--- EXCERPT TO READ Enclosed Below ---

The two envelopes, one for each twin brother, arrived in the mailbox on the same day in March of last year. The larger parcel, for Aiden Dvash-Banks, contained a new U.S. passport and a letter congratulating the boy on his American citizenship. A smaller, flimsier envelope came for Ethan Dvash-Banks. Inside, a letter stated that his citizenship application had been denied.
The boys were carried in the same womb, born 16 months ago in Canada, minutes apart. But now, only one of them is in the U.S. legally.
The disparity is at the crux of a lawsuit filed this week against the State Department in which the twins’ parents, a married binational gay couple in Brentwood, allege that the government’s policy of granting birthright citizenship to children born abroad based on blood relation discriminates against LGBTQ couples.
Aiden and Ethan’s parents, Andrew and Elad Dvash-Banks, are a gay couple that met in 2008 at a holiday party at Tel Aviv University in Israel, where Andrew was working toward a master’s degree in Middle Eastern studies.
They fell in love and, two years later, were married. The pair intended to settle in California, where Andrew Dvash-Banks has four siblings, along with 14 nieces and nephews. But at the time, same-sex marriages were not allowed in California because of Proposition 8 and not recognized by the federal government.
That meant Elad Dvash-Banks couldn’t obtain lawful permanent residency in the U.S. through his marriage. So his partner had a choice: He could either start his marriage away from his family, or away from his husband.
“Obviously I chose to live with the man I fell in love with,” Andrew Dvash-Banks said. The pair settled in Canada, where Andrew has dual citizenship.
The couple were elated in 2013, when the U.S. Supreme Court struck down part of a federal law that denied benefits to legally married gay couples. Elad applied for a green card soon after.

--- End of Enclosed EXCERPT TO READ ---
--- EXTRACTED INFORMATION Enclosed Below ---

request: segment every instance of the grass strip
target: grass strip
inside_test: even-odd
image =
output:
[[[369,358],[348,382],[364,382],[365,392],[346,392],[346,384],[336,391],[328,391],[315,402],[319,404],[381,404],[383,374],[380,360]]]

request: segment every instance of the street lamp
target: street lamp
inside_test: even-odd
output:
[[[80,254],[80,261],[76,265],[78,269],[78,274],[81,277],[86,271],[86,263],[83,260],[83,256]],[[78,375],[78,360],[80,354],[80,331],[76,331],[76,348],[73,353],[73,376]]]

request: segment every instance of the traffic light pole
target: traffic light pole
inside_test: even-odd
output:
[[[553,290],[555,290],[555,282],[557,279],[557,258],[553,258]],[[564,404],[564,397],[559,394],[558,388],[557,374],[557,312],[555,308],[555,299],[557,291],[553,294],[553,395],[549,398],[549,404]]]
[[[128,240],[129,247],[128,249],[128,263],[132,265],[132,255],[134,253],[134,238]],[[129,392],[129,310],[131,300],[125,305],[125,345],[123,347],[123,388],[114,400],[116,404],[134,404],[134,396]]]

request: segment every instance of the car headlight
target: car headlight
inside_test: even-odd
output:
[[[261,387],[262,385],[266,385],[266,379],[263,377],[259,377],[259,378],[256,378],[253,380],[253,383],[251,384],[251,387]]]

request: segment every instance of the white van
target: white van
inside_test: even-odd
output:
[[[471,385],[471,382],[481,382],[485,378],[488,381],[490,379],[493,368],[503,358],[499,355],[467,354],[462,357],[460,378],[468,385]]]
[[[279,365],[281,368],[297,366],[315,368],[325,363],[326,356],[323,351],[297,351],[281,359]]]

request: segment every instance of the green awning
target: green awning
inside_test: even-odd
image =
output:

--- End of Enclosed EXTRACTED INFORMATION ---

*THINGS TO DO*
[1] According to the article about the Dvash-Banks twins, where did Andrew and Elad meet?
[2] Continue the article about the Dvash-Banks twins, starting after its last sentence.

*OUTPUTS IN ORDER*
[1] They met in 2008 at a holiday party at Tel Aviv University in Israel.

[2]
A few months after the twins were born, the couple gleefully visited the U.S. Consulate in Toronto to get their sons U.S. passports. They carried their marriage certificate, matching birth certificates, a check, some diapers and their two newborns.
After hours of waiting, an official called them to the window. There, they were asked a series of detailed questions about the boys’ conception. They felt humiliated, but offered answers.
The official said Andrew Dvash-Banks would have to undergo a DNA test to prove a biological link to each twin. Without that, neither child would qualify.
“If we were hetero couple,” Elad Dvash-Banks said, “she would never ask that. She would never ask that because she would assume we are husband and wife.”
A few months after Ethan’s application was denied, the family arrived in June at LAX in June. Andrew and Aiden carried their U.S. passports, while Elad had his Israeli passport and green card. Ethan passed through customs with a Canadian passport and a six-month tourist visa.
In December, the family canceled a trip to Israel to visit the twins’ great-grandparents. Ethan’s tourist visa had expired, and leaving the country posed too much of a risk.
The day they arrived in Los Angeles, the couple swore they would fight until Ethan obtained birthright citizenship.